Start of Given passage
Although consumer price inflation remains elevated worldwide, it has been further reduced thanks to falling petrol, gas and electricity prices, the build-up of gas reserves, the electricity price cap in Europe, the normalisation of supply chains, weak demand in China and the expiry of base effects (see chart G 3). However, food price inflation remains elevated. Furthermore, a tight labour market with strong wage growth and high corporate profits is leading to second-round effects that are fuelling core inflation.  

This can be observed especially in the case of services, where inflation continues to rise. Inflation in the euro area remained at 5.3 per cent in August, with the core rate declining from 5.5 per cent to 5.3 per cent. Inflation in the US has actually picked up in the last two months, rising from 3.3 per cent to 3.7 per cent in August, with core inflation at 4.3 per cent. UK inflation declined from 7.9 per cent to 6.8 per cent in July, while core inflation remained at 6.9 per cent. Meanwhile, consumer price deflation has been taking place in China since August.

Monetary tightening may have peaked

Inflation has fallen sharply in the developed economies and is likely to continue to decline owing to the recent increasingly restrictive monetary policy and weakening demand. However, any further decline in inflation will be somewhat slower, as base effects have already largely run their course and the oil price has recently started to rise again. The European Central Bank (ECB) has raised key interest rates in three stages of 25 basis points each since May, which means that the main refinancing rate currently stands at 4.5 per cent. Given the worsening economic outlook in the euro area, any further interest-rate hike seems rather unlikely. At the same time, it is fair to assume that the 2 per cent target will not be reached any time soon.
End of Given passage
# Complete the following
A - In the passage on inflation, at what level does the ECB's main refinancing rate currently stand?
B - Reproduce the stretch of the inflation passage from "This can be" through "China since August.".
C - Proceed with the passage on inflation and monetary tightening, picking up right after its last sentence.
The data that comes next has no connection to the passage on inflation.
Start of Material
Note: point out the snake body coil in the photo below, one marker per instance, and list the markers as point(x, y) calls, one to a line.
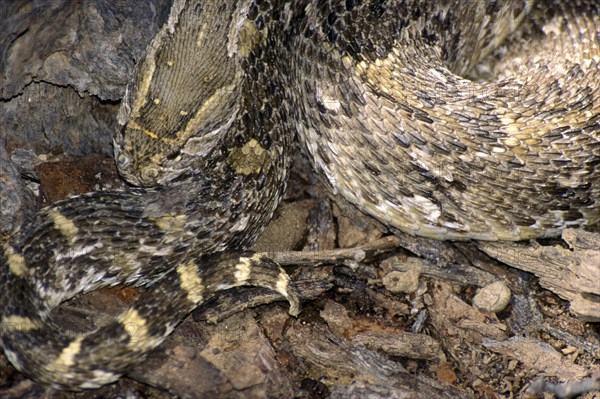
point(374, 92)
End of Material
# Task-by-task outputs
A - It currently stands at 4.5 percent.

B -
This can be observed especially in the case of services, where inflation continues to rise. Inflation in the euro area remained at 5.3 per cent in August, with the core rate declining from 5.5 per cent to 5.3 per cent. Inflation in the US has actually picked up in the last two months, rising from 3.3 per cent to 3.7 per cent in August, with core inflation at 4.3 per cent. UK inflation declined from 7.9 per cent to 6.8 per cent in July, while core inflation remained at 6.9 per cent. Meanwhile, consumer price deflation has been taking place in China since August.

C -
At its meeting in July the US Federal Reserve raised the target range of the federal funds rate by 25 basis points to 5.25-5.5 per cent in one go and then did not make any further interest-rate moves in September. Given the recent price data and the easing in the labour market, KOF does not expect to see any further interest-rate adjustments. In contrast to many other countries, the recently higher wage costs, commodity prices and petrol prices in the US have pushed up producer prices, which will probably be partially passed on to consumers, which means that inflation is likely to remain at around 3 per cent for a while.

The Bank of England (BoE) has also had to follow up with further interest-rate hikes and has raised its key interest rate from 4.5 per cent to 5.25 per cent since June. Even though inflation in the UK remains very high, the BoE decided against any further interest-rate hikes in September owing to the surprisingly sharp declines in inflation in recent months. KOF does not expect the BoE to raise interest rates any further.

There is still considerable uncertainty about the impact of monetary tightening, the time lag of its effect and the appropriate path to normalisation. However, KOF does not expect the ECB, the Fed and the BoE to cut their key interest rates for some time yet. The latest sentiment indicators point to a further slowdown in global output. Purchasing managers’ indices show a decline in both output and new orders in the manufacturing sector for the fourth time in a row in August, while a certain stagnation is becoming increasingly apparent in the services sector. This decrease is particularly pronounced in the euro area and the UK and also suggests a slowdown in the US.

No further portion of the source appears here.